### PASSAGE PROVIDED
Director: Brady Corbet
Cast: Bérénice Bejo, Liam Cunningham, Robert Pattinson and Stacy Martin
Running Time: 113 minutes
Release Date: August 19th
Anyone who has seen Brady Corbet in the likes of Michael Haneke’s shot-for-shot remake of Funny Games and the criminally under-seen Simon Killer will know that he makes the uneasy look really rather straightforward. Not yet 30 and something of a go-to attractive-but-alarming critical embodiment of the American male for a string of European filmmakers with unapologetically European filmmaking sensibilities, Corbet has moved from one side of the camera to the other in familiar but no less impressive fashion.
Written with his partner Mona Fastvold, The Childhood of a Leader harnesses Corbet’s ability to unsettle, depicting as it does an allegory for the rise of fascism by way of a loveless marriage and troubled formative years. If that sounds much too ambitious and/or scattershot for a debut feature, know that its author not only doesn’t care, he successfully pulls off the gambit, bibliography included in the end credits and all.
A studied art house style bleeds into the screen – literally, in the case of an extended title sequence where text melts messily together for just a fraction of a second long enough to make its own affected point – as the opening seconds of World War I newsreel footage pave the way for Liam Cunningham’s American diplomat and his house of ultimately ill repute. Dispatched to France to oversee the Versailles Peace Conference on behalf of then President Woodrow Wilson, Cunningham’s weary envoy is introduced lamenting the state of the world alongside a recently widowed journalist (Robert Pattinson, setting down another deliberately pointed marker between him and the glitter-speckled ghosts of his past). These are the men who ruminate on and, indeed, decide an uncertain future in a time of violent division. They are not fit for the job.

### TASK REQUIREMENTS
**1.** In the review of The Childhood of a Leader, explain why the reviewer says the art house style bleeds into the screen "literally."
**2.** Carry on the review of The Childhood of a Leader from the point where it ends.

### EXERCISE DATA
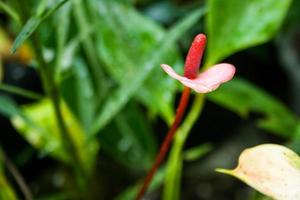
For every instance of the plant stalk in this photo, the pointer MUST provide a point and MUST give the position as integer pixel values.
(167, 141)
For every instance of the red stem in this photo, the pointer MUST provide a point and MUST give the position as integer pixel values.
(166, 143)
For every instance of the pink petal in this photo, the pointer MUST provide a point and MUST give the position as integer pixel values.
(207, 81)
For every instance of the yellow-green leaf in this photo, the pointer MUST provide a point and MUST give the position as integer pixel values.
(273, 170)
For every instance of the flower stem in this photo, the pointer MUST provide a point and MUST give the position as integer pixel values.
(166, 143)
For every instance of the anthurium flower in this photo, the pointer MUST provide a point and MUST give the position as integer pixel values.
(273, 170)
(206, 81)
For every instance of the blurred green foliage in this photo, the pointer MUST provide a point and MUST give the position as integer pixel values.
(98, 61)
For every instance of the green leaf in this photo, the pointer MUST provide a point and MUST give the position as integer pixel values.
(19, 91)
(234, 25)
(242, 97)
(129, 139)
(33, 22)
(124, 93)
(10, 11)
(273, 170)
(77, 90)
(138, 37)
(8, 107)
(42, 132)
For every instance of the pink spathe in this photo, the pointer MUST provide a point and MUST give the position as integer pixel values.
(206, 81)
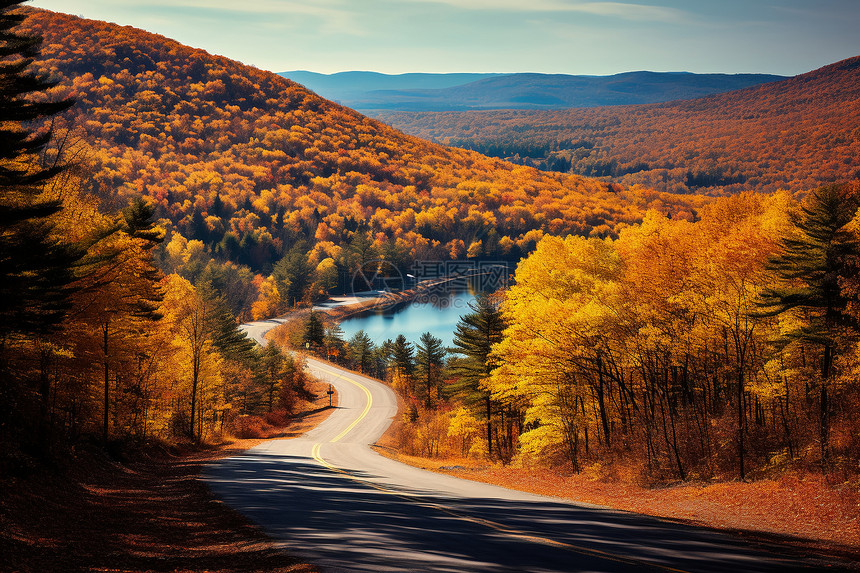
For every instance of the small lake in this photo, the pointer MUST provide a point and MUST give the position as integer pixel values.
(439, 318)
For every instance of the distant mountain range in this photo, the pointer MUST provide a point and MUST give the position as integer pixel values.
(796, 134)
(369, 91)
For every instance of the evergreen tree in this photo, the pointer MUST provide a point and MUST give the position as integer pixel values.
(476, 334)
(809, 269)
(361, 351)
(293, 275)
(430, 356)
(403, 361)
(37, 269)
(314, 331)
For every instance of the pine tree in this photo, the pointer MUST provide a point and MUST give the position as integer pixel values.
(314, 331)
(809, 270)
(430, 355)
(476, 334)
(36, 268)
(361, 350)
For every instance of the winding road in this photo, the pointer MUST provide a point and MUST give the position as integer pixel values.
(328, 498)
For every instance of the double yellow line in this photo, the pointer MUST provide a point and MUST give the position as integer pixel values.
(519, 534)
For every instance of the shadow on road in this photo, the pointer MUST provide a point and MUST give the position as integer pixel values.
(345, 524)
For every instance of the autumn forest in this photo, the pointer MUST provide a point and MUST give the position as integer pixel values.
(685, 304)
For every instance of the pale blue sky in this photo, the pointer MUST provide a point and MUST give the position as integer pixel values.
(552, 36)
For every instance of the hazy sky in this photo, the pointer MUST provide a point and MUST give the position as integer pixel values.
(553, 36)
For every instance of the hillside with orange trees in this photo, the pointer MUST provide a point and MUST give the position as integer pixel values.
(252, 164)
(794, 134)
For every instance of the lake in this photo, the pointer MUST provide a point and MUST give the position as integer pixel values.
(412, 320)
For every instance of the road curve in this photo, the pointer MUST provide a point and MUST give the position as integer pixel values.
(330, 499)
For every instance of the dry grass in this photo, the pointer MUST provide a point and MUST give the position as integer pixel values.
(151, 514)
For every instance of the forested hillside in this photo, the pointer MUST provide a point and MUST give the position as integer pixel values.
(254, 165)
(723, 348)
(795, 134)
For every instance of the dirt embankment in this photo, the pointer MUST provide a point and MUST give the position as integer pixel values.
(149, 513)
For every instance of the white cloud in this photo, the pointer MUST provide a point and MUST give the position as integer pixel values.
(622, 10)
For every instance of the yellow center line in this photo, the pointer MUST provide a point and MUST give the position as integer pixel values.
(366, 407)
(511, 532)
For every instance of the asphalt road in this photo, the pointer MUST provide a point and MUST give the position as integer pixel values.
(330, 499)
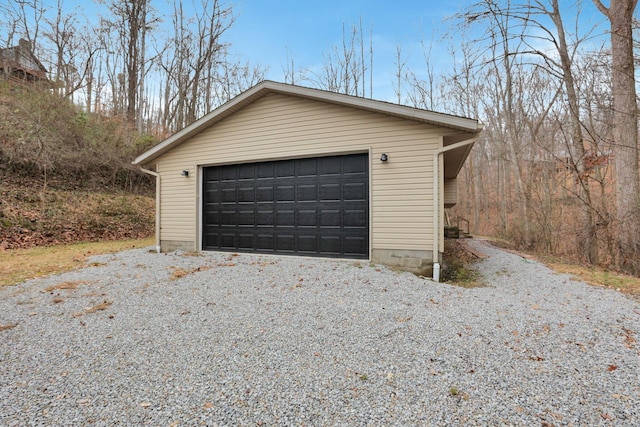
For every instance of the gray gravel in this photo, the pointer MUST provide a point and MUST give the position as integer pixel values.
(255, 340)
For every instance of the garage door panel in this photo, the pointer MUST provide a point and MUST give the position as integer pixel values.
(285, 218)
(265, 218)
(330, 192)
(228, 195)
(264, 194)
(285, 242)
(307, 218)
(285, 193)
(307, 167)
(330, 218)
(307, 193)
(264, 242)
(355, 192)
(285, 169)
(328, 167)
(307, 244)
(314, 206)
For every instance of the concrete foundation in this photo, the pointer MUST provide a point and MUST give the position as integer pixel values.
(417, 262)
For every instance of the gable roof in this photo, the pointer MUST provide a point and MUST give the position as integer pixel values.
(267, 87)
(22, 57)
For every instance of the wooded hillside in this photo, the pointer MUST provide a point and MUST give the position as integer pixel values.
(66, 176)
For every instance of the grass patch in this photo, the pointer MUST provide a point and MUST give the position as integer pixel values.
(66, 285)
(8, 326)
(599, 277)
(457, 266)
(18, 265)
(99, 307)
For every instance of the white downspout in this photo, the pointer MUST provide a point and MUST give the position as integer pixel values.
(436, 202)
(157, 175)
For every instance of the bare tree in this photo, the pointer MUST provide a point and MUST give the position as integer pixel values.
(346, 67)
(625, 131)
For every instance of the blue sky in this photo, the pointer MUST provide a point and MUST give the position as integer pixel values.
(266, 31)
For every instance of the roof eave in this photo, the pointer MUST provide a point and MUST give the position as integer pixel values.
(265, 87)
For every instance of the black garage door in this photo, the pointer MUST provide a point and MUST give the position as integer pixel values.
(317, 207)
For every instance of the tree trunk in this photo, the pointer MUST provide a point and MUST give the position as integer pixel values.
(625, 132)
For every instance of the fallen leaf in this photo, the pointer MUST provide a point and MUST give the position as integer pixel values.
(7, 327)
(620, 396)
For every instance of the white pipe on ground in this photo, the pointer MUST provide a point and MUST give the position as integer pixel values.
(157, 175)
(436, 201)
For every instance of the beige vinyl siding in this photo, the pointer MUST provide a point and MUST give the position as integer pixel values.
(450, 192)
(279, 127)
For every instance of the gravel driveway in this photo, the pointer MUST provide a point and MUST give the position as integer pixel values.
(221, 339)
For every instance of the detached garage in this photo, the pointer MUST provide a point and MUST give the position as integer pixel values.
(283, 169)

### TASK ANSWERS
**1.** The reviewer says this because of the film's extended title sequence. In it, the on-screen text melts messily together for a fraction of a second.

**2.**
Just as adrift is his wife (Bérénice Bejo, a world away from the radiant lust for life of The Artist), a woman who belongs in high society forced to settle for isolation and resentment. At the heart of it all, a child. At 10 years of age, their son begins his first of a series of specific tantrums. Amidst this toxic environment rocks are thrown, lines crossed, mind games played and a most vicious wedge formed.
Details are everything in Corbet’s feature, and he works with exceedingly sharp instruments here, not least his cast. Again, at the heart of it all, a child. Armed with the features of Cupid, the locks of a grunge singer and a chilling detachment, newcomer Tom Sweet is astounding in the role of a neglected and possibly irreparably broken lost boy. Though diminutive, he towers throughout, imbuing his unnamed-until-the-end (an act of clever misdirection) upstart with pain and loss.
Corbet paints in broad strokes – his final realised vision is the kind of sledgehammer blow you’ll appreciate or scoff at – and the overall message; the disparity between ignoring close trauma in favour of supposedly bigger needs and the resulting consequences of said indifference isn’t exactly revelatory, but this is a notably confident bow, one aided by an exceptional Sturm und Drang score from Scott Walker and rich visuals courtesy of Lol Crawley. Though undoubtedly indebted to its own father figures, The Childhood of a Leader proves an engaging tale of nascent endeavour in more ways than one.